__RECORDS SUPPLIED__:
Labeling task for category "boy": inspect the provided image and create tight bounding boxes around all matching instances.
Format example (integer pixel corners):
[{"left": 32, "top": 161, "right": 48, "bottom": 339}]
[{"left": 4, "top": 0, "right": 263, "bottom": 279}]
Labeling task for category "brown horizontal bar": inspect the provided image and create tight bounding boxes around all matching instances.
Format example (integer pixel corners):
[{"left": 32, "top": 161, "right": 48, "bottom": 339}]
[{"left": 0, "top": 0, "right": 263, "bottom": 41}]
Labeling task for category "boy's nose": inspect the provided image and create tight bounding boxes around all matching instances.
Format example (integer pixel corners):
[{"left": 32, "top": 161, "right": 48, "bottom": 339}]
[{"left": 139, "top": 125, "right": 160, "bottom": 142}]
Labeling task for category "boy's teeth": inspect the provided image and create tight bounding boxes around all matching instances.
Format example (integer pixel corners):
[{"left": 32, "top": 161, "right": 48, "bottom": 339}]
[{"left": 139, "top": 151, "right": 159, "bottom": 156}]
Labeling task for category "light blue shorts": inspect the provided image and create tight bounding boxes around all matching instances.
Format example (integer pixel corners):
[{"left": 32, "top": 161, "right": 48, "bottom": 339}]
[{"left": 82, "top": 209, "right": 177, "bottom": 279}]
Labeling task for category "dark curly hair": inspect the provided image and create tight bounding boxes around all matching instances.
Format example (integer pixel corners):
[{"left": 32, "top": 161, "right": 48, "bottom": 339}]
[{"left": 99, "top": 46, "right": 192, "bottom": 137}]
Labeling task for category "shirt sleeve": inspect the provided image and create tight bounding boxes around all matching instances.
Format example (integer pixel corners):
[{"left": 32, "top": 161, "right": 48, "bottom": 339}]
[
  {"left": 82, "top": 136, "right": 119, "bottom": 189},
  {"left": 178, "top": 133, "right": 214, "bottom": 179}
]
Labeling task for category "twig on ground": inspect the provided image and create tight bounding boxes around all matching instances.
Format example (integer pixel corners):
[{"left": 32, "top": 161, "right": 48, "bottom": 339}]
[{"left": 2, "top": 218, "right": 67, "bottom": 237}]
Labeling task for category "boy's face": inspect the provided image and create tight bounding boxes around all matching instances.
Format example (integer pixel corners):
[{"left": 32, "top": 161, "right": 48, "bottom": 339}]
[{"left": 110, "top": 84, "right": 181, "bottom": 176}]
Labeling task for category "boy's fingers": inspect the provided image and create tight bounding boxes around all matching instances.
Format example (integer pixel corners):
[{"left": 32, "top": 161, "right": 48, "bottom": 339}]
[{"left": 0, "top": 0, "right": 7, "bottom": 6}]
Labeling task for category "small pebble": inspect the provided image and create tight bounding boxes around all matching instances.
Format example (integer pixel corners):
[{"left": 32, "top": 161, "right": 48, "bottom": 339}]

__INSTRUCTION__: State only the number of lines in the items above that contain the word "inspect".

__RESULT FOR THIS EXERCISE__: 11